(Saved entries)
───

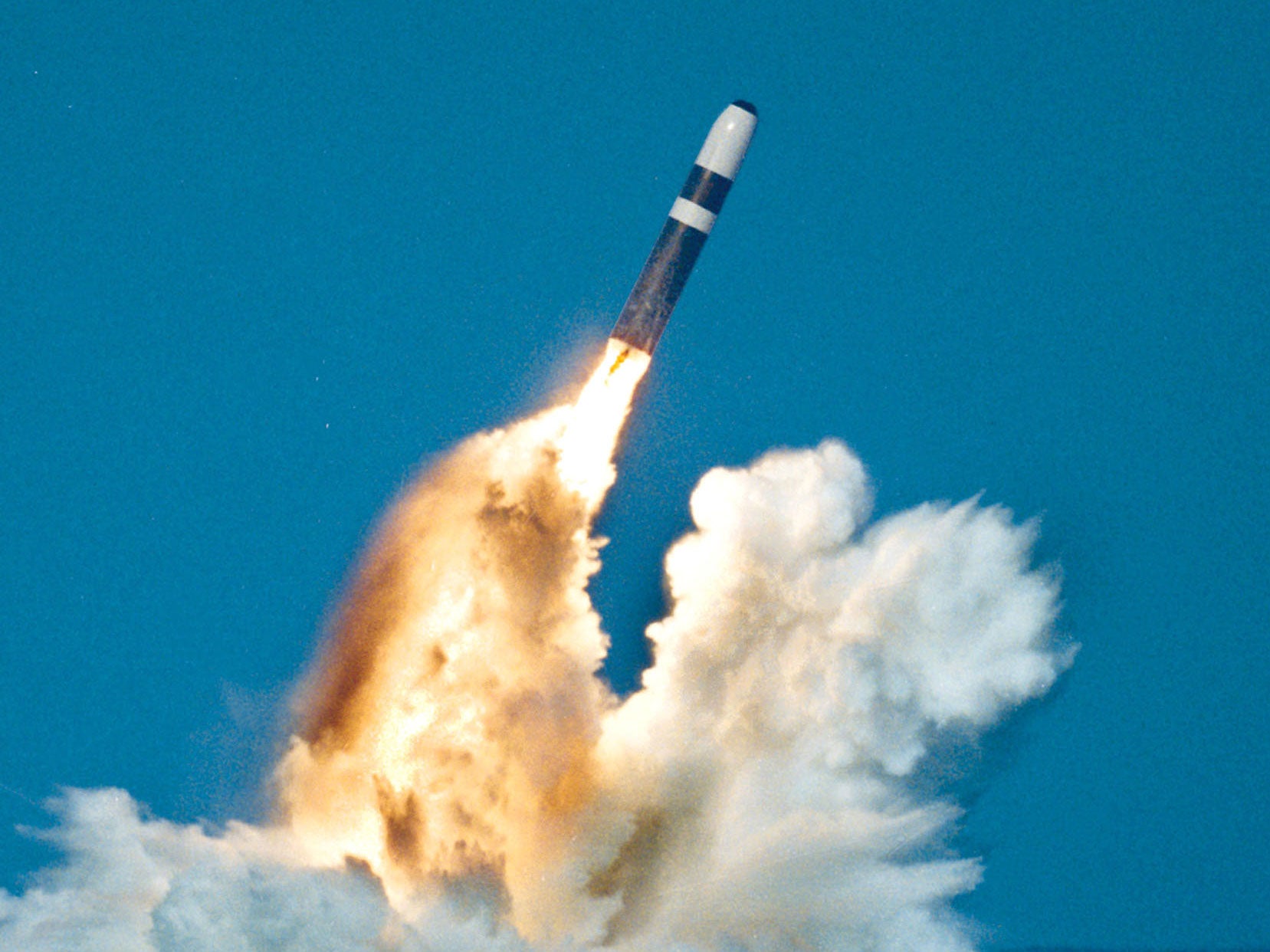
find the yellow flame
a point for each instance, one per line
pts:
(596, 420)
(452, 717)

───

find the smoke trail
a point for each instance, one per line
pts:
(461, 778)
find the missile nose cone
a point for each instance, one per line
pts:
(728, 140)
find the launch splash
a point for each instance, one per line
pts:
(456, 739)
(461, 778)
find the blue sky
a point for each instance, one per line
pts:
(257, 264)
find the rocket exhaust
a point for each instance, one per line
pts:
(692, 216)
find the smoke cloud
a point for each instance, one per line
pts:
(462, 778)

───

• WHAT YOU NEED TO DO: Across all the records above, find each line with "smoke" in it and copy it.

• TASK RESPONSE:
find the smoke trail
find the smoke cloud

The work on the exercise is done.